# Listing
** begin **

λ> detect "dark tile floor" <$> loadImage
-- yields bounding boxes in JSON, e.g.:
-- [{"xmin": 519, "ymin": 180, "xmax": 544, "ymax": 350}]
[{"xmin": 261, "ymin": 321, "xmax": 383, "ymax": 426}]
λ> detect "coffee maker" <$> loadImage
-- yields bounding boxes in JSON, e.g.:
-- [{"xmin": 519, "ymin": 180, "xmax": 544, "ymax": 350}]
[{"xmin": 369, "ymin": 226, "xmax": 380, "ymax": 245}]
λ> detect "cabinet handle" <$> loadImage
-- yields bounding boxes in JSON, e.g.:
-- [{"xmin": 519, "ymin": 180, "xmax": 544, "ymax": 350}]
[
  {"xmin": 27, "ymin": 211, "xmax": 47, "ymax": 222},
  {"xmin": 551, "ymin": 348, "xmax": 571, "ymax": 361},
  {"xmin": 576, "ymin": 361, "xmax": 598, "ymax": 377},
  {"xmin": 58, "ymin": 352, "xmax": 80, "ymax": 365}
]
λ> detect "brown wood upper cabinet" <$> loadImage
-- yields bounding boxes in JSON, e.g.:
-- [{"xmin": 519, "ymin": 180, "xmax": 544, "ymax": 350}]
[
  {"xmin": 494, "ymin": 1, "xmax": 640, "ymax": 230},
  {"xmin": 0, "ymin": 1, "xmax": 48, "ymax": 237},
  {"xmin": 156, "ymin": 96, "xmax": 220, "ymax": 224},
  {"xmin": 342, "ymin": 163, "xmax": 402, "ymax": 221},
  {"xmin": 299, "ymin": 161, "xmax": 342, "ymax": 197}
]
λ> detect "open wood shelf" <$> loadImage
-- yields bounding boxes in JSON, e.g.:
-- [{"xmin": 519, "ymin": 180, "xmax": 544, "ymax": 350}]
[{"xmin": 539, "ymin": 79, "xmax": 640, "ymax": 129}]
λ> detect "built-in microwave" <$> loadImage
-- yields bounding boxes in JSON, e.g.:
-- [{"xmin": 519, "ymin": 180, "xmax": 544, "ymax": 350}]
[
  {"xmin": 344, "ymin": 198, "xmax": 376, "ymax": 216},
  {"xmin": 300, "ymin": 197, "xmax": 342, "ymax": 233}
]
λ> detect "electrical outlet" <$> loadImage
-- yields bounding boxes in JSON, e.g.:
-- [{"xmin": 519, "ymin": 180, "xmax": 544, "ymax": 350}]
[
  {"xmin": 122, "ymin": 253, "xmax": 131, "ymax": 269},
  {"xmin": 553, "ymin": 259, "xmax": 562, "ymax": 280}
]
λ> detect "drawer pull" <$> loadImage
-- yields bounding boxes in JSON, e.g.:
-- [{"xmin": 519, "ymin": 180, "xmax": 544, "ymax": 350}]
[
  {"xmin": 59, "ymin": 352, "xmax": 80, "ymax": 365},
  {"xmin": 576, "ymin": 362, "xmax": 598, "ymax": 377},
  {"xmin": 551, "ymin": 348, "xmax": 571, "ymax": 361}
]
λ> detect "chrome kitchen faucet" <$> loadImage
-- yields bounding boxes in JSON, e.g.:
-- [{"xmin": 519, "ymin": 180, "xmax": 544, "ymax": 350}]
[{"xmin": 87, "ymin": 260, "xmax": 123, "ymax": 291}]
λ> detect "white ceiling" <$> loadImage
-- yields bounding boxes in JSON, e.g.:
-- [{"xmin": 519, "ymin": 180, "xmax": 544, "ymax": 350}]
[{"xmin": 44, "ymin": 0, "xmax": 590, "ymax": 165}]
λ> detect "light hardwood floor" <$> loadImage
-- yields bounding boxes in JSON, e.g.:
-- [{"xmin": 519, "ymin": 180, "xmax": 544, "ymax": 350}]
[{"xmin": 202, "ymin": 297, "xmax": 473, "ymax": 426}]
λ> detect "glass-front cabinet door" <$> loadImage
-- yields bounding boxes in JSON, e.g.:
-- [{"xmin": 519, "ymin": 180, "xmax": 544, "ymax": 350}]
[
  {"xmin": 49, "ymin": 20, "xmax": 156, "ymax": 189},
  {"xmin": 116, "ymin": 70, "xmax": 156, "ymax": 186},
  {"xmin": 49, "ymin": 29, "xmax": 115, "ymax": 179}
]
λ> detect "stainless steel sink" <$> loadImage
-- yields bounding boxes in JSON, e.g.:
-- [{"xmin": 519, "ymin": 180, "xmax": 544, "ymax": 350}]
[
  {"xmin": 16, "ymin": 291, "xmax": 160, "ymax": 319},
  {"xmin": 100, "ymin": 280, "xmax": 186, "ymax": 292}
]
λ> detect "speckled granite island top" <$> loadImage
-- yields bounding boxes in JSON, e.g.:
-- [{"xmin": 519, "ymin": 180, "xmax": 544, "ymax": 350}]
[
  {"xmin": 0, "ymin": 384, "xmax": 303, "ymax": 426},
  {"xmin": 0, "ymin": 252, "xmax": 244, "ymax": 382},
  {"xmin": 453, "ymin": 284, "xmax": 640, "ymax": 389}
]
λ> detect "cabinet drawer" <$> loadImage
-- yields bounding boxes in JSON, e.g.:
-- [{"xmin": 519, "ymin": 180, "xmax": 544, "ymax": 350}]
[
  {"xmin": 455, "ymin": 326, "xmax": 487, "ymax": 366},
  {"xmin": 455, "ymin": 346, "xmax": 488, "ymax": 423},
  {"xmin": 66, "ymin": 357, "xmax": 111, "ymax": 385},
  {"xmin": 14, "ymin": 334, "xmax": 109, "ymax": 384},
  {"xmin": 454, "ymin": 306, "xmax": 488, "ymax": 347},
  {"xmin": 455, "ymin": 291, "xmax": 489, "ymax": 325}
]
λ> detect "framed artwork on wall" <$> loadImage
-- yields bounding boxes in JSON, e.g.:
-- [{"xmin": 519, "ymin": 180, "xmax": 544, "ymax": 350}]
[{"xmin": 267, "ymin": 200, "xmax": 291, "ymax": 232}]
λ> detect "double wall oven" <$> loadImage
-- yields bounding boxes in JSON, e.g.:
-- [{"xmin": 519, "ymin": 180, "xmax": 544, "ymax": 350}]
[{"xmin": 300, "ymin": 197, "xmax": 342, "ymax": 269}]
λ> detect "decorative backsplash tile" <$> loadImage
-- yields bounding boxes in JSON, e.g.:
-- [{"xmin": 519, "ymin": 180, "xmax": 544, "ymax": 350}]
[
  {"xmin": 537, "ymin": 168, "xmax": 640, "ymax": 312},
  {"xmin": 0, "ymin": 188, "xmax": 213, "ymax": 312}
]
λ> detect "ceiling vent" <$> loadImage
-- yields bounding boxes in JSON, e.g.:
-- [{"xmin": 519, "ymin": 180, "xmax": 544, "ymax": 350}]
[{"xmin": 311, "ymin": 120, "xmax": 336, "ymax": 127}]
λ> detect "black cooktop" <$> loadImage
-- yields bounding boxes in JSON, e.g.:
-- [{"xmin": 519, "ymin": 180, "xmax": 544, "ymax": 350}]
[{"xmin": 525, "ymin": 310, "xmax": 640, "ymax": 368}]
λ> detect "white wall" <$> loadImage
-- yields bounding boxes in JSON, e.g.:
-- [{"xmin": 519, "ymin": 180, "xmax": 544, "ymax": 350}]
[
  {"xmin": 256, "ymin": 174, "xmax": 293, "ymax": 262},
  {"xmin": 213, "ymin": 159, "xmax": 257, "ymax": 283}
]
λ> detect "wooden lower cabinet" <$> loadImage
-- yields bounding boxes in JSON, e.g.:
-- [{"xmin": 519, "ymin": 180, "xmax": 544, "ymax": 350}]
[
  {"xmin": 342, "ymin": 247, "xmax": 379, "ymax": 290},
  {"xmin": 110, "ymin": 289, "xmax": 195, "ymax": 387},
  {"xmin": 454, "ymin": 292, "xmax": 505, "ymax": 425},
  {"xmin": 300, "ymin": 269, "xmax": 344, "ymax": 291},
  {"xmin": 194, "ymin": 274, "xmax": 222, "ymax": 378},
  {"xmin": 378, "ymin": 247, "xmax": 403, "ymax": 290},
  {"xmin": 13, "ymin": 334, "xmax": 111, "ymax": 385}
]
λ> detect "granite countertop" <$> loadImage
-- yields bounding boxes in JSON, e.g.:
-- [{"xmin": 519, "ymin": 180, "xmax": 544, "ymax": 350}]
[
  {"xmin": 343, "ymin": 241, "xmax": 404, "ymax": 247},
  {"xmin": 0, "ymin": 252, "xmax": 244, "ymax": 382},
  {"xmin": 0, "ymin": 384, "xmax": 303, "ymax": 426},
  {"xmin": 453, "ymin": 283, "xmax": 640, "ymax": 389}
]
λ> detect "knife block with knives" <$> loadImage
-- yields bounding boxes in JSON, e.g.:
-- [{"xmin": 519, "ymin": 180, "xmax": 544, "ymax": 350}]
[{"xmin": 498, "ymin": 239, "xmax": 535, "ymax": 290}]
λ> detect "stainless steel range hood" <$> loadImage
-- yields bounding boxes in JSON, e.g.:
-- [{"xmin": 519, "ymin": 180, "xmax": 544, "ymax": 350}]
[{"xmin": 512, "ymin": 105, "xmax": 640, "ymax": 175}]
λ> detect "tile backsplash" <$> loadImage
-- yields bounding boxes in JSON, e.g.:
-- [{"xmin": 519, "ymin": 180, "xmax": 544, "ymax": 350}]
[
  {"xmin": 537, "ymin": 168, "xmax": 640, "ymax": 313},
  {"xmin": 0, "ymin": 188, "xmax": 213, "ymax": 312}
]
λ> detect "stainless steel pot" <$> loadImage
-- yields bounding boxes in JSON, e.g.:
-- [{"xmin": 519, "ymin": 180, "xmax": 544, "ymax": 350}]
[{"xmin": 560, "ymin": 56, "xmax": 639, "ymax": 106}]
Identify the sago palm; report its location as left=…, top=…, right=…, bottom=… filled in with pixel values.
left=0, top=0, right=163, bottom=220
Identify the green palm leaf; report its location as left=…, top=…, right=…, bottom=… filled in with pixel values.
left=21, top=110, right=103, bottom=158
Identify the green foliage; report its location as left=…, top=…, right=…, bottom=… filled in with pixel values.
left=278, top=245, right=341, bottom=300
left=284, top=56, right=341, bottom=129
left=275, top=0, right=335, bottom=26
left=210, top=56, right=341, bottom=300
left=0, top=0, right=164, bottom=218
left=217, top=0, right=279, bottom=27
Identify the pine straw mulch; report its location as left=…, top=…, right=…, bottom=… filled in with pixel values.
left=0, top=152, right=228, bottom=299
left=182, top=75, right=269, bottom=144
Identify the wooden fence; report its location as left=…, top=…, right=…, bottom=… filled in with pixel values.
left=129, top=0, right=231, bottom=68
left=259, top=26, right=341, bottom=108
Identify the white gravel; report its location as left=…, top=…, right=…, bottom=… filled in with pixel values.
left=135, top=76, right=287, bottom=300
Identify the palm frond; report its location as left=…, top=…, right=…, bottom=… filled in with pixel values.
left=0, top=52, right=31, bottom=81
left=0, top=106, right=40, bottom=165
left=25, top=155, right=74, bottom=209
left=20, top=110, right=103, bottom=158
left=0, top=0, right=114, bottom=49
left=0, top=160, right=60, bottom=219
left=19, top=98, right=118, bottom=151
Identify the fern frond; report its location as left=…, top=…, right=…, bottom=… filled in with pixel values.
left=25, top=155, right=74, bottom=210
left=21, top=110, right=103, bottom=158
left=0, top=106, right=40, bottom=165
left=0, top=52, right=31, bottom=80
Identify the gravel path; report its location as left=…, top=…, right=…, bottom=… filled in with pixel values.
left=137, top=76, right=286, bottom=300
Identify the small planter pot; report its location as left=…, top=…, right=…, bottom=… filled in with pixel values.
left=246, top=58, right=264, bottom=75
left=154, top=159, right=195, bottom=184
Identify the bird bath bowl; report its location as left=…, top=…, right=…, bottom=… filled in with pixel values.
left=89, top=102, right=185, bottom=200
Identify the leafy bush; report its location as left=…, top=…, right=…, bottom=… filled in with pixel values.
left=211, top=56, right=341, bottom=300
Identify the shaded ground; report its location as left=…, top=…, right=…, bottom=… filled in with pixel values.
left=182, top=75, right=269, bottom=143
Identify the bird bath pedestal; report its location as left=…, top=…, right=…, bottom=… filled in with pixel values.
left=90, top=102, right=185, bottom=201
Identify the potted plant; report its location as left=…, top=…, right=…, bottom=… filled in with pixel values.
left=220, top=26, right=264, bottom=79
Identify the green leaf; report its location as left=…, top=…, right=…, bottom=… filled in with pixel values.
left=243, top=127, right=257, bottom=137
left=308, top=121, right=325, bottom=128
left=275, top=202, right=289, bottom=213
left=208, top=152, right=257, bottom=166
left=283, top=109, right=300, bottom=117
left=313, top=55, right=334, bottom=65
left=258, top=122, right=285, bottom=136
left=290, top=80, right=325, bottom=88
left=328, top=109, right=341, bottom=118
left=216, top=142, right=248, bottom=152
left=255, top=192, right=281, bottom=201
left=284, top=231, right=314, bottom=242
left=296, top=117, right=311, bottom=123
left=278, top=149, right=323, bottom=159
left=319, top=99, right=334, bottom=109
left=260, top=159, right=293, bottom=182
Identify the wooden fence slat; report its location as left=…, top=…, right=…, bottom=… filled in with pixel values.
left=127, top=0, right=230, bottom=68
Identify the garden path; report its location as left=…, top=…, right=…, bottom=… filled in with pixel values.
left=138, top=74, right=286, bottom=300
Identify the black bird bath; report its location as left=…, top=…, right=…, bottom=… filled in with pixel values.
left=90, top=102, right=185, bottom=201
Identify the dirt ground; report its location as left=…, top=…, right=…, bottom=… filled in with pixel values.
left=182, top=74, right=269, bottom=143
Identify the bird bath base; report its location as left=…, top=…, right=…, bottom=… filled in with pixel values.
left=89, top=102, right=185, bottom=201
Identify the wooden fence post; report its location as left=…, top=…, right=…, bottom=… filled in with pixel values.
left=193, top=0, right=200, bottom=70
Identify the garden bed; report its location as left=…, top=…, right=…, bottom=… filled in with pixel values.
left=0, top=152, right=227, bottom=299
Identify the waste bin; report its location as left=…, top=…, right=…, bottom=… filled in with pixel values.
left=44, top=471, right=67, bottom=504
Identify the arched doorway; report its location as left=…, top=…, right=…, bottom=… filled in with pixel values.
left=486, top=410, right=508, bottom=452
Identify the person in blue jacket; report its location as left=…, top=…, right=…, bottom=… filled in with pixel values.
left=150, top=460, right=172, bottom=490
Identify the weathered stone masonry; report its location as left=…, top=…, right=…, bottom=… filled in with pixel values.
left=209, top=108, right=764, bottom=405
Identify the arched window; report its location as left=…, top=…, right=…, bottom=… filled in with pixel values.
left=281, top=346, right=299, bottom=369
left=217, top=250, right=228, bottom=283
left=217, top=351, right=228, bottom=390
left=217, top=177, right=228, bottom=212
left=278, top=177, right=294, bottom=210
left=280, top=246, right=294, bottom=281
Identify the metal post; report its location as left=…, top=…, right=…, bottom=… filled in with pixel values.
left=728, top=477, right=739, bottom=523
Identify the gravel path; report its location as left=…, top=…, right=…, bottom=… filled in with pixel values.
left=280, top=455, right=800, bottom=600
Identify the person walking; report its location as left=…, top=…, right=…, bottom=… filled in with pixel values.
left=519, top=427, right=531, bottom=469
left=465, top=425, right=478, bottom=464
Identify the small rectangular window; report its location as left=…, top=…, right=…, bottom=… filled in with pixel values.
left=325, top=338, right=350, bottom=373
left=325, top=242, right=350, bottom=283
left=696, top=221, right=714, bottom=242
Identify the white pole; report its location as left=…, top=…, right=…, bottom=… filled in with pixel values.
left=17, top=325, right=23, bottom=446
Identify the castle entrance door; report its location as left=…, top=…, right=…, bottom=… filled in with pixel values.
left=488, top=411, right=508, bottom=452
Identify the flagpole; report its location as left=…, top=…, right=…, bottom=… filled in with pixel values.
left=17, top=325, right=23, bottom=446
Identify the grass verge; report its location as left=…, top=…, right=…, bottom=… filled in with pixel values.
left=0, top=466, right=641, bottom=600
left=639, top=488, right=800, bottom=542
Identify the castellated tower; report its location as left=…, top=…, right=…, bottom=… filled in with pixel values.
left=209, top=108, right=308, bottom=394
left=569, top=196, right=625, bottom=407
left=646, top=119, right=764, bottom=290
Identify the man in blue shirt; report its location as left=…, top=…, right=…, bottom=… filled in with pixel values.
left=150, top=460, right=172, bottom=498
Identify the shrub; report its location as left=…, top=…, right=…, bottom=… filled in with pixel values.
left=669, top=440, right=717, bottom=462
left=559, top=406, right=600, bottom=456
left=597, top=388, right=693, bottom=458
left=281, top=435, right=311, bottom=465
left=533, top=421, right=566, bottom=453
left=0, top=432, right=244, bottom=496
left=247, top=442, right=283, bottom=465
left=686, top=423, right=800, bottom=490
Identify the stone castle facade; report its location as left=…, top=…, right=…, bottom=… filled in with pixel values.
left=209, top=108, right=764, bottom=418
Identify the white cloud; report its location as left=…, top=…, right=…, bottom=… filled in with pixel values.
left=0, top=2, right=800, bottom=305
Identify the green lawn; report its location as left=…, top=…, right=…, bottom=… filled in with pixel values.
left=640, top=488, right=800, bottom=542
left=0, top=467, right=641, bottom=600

** end **

# Directions
Render the entries in the stretch from the line containing "Identify the metal" through the line containing "left=150, top=460, right=172, bottom=498" as a two-column CSV with the columns instruction and boxes. Give one row per entry, with its text and its answer each in a single quoted field and line breaks replaced by spaces.

# Written answer
instruction,boxes
"Identify the metal post; report its location as left=…, top=…, right=…, bottom=… filled in with pixel values.","left=728, top=477, right=739, bottom=523"
"Identify the gravel path; report its location as left=…, top=…, right=…, bottom=… filled in with pixel values.","left=280, top=455, right=800, bottom=600"
"Identify the person walking; report its location as left=…, top=…, right=…, bottom=… filled in with pixel values.","left=519, top=427, right=531, bottom=469 left=465, top=425, right=478, bottom=464"
"Identify the small rectangular window; report its location as left=…, top=…, right=…, bottom=… filled in with pixel values.","left=325, top=338, right=350, bottom=373 left=325, top=242, right=350, bottom=283 left=696, top=221, right=714, bottom=242"
"Identify the white pole; report its location as left=…, top=…, right=…, bottom=… filled in with pixel values.","left=17, top=325, right=23, bottom=446"
"Identify the castle entrance door; report its location as left=…, top=…, right=…, bottom=… filled in with pixel values.","left=488, top=411, right=508, bottom=452"
"Identify the flagpole; report its location as left=…, top=…, right=…, bottom=… filled in with pixel values.","left=17, top=325, right=23, bottom=446"
"Identify the grass verge; report its location as left=…, top=…, right=…, bottom=… filled in with pixel values.","left=0, top=466, right=641, bottom=600 left=639, top=488, right=800, bottom=542"
"Identify the castellated tower; report its location as left=…, top=…, right=…, bottom=… filled in with pixel values.","left=209, top=108, right=308, bottom=394 left=569, top=196, right=625, bottom=407 left=646, top=119, right=764, bottom=290"
"Identify the man in blue shirt; report its location as left=…, top=…, right=…, bottom=… filled in with pixel values.","left=150, top=460, right=172, bottom=498"